# Given information
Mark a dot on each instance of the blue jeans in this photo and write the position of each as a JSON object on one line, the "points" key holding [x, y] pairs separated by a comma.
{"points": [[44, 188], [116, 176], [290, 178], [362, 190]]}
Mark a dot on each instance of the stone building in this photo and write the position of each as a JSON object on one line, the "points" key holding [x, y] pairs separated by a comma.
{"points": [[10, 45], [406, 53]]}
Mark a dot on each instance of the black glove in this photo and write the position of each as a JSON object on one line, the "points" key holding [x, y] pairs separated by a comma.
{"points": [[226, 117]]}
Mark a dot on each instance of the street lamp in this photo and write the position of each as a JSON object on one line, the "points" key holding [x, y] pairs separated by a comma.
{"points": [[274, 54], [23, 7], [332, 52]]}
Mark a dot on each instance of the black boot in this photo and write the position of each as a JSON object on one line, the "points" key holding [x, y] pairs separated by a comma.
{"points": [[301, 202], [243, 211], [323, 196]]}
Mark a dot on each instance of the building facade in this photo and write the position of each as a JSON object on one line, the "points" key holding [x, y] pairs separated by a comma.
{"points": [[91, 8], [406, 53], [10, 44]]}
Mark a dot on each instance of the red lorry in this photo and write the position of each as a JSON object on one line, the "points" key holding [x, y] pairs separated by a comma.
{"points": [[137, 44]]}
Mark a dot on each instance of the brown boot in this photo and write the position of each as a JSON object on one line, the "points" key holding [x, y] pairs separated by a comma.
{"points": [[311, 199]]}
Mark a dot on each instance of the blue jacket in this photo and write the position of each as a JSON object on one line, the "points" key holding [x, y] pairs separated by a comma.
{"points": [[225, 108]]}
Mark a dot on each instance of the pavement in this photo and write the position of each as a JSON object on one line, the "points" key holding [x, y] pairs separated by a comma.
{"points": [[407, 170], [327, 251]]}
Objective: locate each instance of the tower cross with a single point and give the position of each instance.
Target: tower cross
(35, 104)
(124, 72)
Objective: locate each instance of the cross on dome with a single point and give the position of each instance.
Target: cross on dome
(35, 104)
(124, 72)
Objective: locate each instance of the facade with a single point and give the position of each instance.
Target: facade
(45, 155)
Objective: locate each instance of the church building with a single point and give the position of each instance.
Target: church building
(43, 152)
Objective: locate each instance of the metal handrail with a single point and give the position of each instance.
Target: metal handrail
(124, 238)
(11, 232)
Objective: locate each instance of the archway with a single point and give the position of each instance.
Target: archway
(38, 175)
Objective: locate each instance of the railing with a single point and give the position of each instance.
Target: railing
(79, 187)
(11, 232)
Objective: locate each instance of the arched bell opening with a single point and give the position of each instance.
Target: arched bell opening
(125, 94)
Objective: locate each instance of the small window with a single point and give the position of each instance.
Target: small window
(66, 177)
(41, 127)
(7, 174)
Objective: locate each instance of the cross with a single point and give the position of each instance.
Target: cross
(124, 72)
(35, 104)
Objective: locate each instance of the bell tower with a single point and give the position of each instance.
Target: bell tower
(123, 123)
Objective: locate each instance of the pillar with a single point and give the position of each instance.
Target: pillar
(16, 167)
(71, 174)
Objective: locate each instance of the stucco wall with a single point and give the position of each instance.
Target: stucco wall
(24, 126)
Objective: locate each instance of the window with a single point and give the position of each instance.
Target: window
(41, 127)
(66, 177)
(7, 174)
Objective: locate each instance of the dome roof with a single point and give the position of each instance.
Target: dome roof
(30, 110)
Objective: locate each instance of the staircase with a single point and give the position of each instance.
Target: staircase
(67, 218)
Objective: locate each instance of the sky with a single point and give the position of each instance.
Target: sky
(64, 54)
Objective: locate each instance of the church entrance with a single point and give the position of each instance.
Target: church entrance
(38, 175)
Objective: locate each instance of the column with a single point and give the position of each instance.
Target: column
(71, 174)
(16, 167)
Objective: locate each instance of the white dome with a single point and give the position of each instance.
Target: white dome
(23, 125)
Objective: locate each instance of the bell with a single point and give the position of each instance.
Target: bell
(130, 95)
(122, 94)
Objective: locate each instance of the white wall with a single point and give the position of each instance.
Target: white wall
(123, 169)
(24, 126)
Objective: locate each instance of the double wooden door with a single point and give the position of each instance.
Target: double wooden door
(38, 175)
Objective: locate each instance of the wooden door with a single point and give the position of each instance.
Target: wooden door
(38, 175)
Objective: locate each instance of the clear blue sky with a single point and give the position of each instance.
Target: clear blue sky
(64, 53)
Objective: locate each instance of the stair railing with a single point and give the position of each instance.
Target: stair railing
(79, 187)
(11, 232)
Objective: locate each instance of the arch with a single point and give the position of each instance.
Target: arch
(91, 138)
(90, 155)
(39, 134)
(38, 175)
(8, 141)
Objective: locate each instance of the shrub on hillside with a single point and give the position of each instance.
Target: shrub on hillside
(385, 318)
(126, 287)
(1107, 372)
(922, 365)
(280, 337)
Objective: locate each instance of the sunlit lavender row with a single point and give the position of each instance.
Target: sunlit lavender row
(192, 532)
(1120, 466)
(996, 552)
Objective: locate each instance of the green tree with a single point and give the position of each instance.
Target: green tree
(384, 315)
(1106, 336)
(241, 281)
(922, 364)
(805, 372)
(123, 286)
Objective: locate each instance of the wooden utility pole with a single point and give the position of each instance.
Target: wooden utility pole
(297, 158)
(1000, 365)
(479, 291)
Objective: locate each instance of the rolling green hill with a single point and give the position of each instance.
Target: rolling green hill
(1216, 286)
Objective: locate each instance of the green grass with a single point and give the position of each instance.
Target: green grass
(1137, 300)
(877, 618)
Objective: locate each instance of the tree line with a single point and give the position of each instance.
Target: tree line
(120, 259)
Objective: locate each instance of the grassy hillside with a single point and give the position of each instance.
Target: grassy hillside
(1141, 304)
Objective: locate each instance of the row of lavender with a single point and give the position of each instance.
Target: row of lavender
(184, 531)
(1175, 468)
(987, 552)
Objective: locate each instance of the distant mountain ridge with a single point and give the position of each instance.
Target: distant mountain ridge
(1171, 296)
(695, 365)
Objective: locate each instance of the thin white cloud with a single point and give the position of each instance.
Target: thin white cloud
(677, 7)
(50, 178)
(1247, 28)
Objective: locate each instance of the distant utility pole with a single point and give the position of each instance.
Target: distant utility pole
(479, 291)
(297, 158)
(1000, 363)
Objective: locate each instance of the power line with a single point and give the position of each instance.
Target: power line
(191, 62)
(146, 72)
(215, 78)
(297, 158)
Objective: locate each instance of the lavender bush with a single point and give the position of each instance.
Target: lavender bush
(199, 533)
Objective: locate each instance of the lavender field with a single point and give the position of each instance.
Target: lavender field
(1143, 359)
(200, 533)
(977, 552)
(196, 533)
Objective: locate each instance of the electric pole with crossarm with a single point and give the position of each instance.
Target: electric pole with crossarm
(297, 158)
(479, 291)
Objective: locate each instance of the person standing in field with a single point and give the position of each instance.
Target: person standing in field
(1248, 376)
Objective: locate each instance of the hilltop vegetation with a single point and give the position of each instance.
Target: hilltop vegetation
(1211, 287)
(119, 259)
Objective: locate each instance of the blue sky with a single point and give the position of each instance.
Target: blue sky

# What is being asked
Nothing added, nothing dropped: copy the data above.

# Response to this exercise
Mark a dot on each instance of the blue jeans in this photo and write the position of each as a JSON object on one line, the "points" key holding [x, y] pairs separated by a comma.
{"points": [[44, 188], [116, 176], [290, 178], [362, 190]]}
Mark a dot on each instance of the stone building in this photo and write the position of each as a JSON object on one line, the "points" key holding [x, y] pairs separated by a comma.
{"points": [[10, 45], [406, 53]]}
Mark a dot on each instance of the black glove in this photo and write the position of each as a JSON object on one line, the "points" key holding [x, y] pairs separated by a comma.
{"points": [[226, 117]]}
Mark a dot on each instance of the street lamp in this photo and write the position of each as a JSON object on one line, the "points" key holding [x, y] pairs separated by a comma.
{"points": [[274, 54], [23, 7], [332, 52]]}
Mark a dot on each instance of the black boot in this photo and write the position of each as a JSON object on one line, the "points" key holding [x, y] pairs separated by a comma.
{"points": [[301, 202], [243, 211], [323, 196]]}
Mark a dot on each instance of the building facade in this photo and write the position of each as a JSON object on one line, the "points" key holding [x, y] pairs separated by a comma.
{"points": [[91, 8], [406, 53], [10, 44]]}
Mark a dot on each instance of the red lorry in this photo and write the position of each as a JSON object on one line, the "points" key holding [x, y] pairs separated by a comma.
{"points": [[137, 44]]}
Mark a dot on each instance of the brown boot in this photo and write the position of each as a JSON object on one line, the "points" key holding [x, y] pairs separated by a comma.
{"points": [[311, 199]]}
Mark a dot on each instance of the blue jacket in this photo and write the position of each as a JSON object on one line, the "points" key holding [x, y] pairs separated by a comma.
{"points": [[225, 108]]}
Mark a dot on each instance of the pavement in this photo and write the position of each as a JSON object on one line, the "points" key holding [x, y] pairs separated by a comma.
{"points": [[407, 170], [327, 251]]}
Objective: locate each instance of the tower cross with a single point and give the position of each instance.
Target: tower cross
(35, 104)
(124, 72)
Objective: locate each instance of the cross on dome with a single point and give the position of each instance.
Target: cross on dome
(35, 104)
(124, 72)
Objective: locate each instance of the facade with a single point and give the position of each instance.
Target: facade
(45, 155)
Objective: locate each instance of the church building with a single point and give the position of each instance.
Target: church building
(43, 152)
Objective: locate each instance of the metal handrail with a single point and give the position of each instance.
Target: metal handrail
(124, 238)
(11, 232)
Objective: locate each instance of the archway with a single point and give the position of each instance.
Target: archway
(38, 175)
Objective: locate each instance of the railing with a single point and give the position of each instance.
Target: railing
(79, 187)
(11, 232)
Objective: locate each instance of the arched bell opening with a single point and give the position of each instance.
Target: arched bell opening
(125, 94)
Objective: locate each instance of the small window with a single point and give the position of each instance.
Target: small window
(66, 177)
(41, 127)
(7, 174)
Objective: locate each instance of the cross with a single point and give the position of each instance.
Target: cross
(124, 72)
(35, 104)
Objective: locate each instance of the bell tower with a single point and give the position of each instance.
Target: bell tower
(123, 123)
Objective: locate each instance of the pillar with a single point and give the position of each instance.
Target: pillar
(16, 167)
(71, 174)
Objective: locate each instance of the stucco wall with a single point and give the position of each instance.
Target: stucco wall
(24, 126)
Objective: locate each instance of the window with a single point and give the position of each instance.
Target: window
(41, 127)
(66, 177)
(7, 174)
Objective: locate each instance of the dome roof with a single point and give the position of each instance.
Target: dome roof
(30, 110)
Objective: locate each instance of the staircase with a single point and give the position of each instance.
Target: staircase
(67, 218)
Objective: locate each instance of the sky with a single point and give the position of each instance.
Target: sky
(64, 54)
Objective: locate each instance of the church entrance with a single point and give the position of each instance.
Target: church entrance
(38, 175)
Objective: locate each instance of the column with a single point and give the position of each instance.
Target: column
(71, 174)
(16, 167)
Objective: locate each instance of the white dome with a single point and give the position of each instance.
Target: white dome
(23, 125)
Objective: locate each instance of the bell with a single point and give the position of each instance.
Target: bell
(130, 95)
(122, 94)
Objective: locate each instance of the white wall with a single point and give the position of each instance.
Target: white wall
(123, 169)
(24, 126)
Objective: locate each instance of the double wooden door with a single point and give the position of each instance.
Target: double wooden door
(38, 175)
Objective: locate each instance of the wooden door with a single point and give the position of each instance.
Target: wooden door
(38, 175)
Objective: locate each instance of the clear blue sky with a single point and give the position of each instance.
Target: clear blue sky
(64, 53)
Objective: locate each instance of the stair railing with a single point and give the position of each instance.
Target: stair railing
(79, 187)
(11, 232)
Objective: locate each instance of the arch with a single point and give the position of each instance.
Target: arch
(91, 138)
(90, 155)
(39, 134)
(38, 175)
(8, 141)
Objective: locate each instance of the shrub on hillside with a single point and give the position of each instance.
Target: shrub on hillside
(385, 318)
(126, 287)
(1107, 372)
(922, 365)
(280, 337)
Objective: locate each instance of the sunlit lavender row with a single point and give the position of each instance.
Target: sunlit lavender row
(192, 532)
(1120, 466)
(996, 552)
Objective: locate each instance of the green tree with a single point and give the position of each instance.
Target: green tree
(384, 315)
(1106, 336)
(241, 281)
(922, 364)
(805, 372)
(123, 286)
Objective: locate each instance of the wooden utility pole with a single point and give the position of each instance.
Target: wooden utility pole
(297, 158)
(1000, 365)
(479, 291)
Objective: locate each instance of the rolling green hill with a single point and give the position of each instance.
Target: rolling green hill
(1216, 286)
Objective: locate each instance of the green grass with a single point and give the position of each instance.
Target: green grass
(1137, 300)
(877, 618)
Objective: locate each instance of the tree line with a single point and give the position of each instance.
Target: tree line
(120, 259)
Objective: locate each instance of the grassy hillside with a single point and give the position of each instance.
Target: grassy hillside
(1141, 304)
Objective: locate each instance of the row of lavender with a single point and give the position of each instance.
Target: row of lavender
(184, 531)
(1175, 468)
(987, 552)
Objective: locate each instance of the distant mountain ridge with a single point and give the position of each instance.
Target: distant mountain ridge
(1171, 296)
(695, 365)
Objective: locate each instance of the thin white cloud with a single point and give the position of each instance.
Target: thin white cloud
(677, 7)
(50, 178)
(1247, 28)
Objective: locate each instance of the distant utility pole with a single point and give the position of each instance.
Target: distant utility pole
(479, 291)
(297, 158)
(1000, 363)
Objective: locate each instance of the power line with a single point and give the position of each instance.
Target: power line
(191, 62)
(146, 72)
(215, 78)
(297, 158)
Objective: locate each instance of the lavender bush with a single point and give the position of each instance.
Target: lavender bush
(199, 533)
Objective: locate each instance of the lavender field with a single point and give the position of each instance.
Target: lavender field
(1143, 359)
(200, 533)
(977, 552)
(196, 533)
Objective: locate each instance of the electric pole with crossarm with a single point and give the position of each instance.
Target: electric pole with crossarm
(297, 158)
(479, 291)
Objective: locate each instance of the person standing in field with a single point and give the position of each instance.
Target: person standing in field
(1248, 376)
Objective: locate each instance of the hilltop vegetation with a single point and give the position of each instance.
Target: hilltop vegetation
(1211, 287)
(119, 259)
Objective: locate each instance of the blue sky with a single point and give the position of each instance.
Target: blue sky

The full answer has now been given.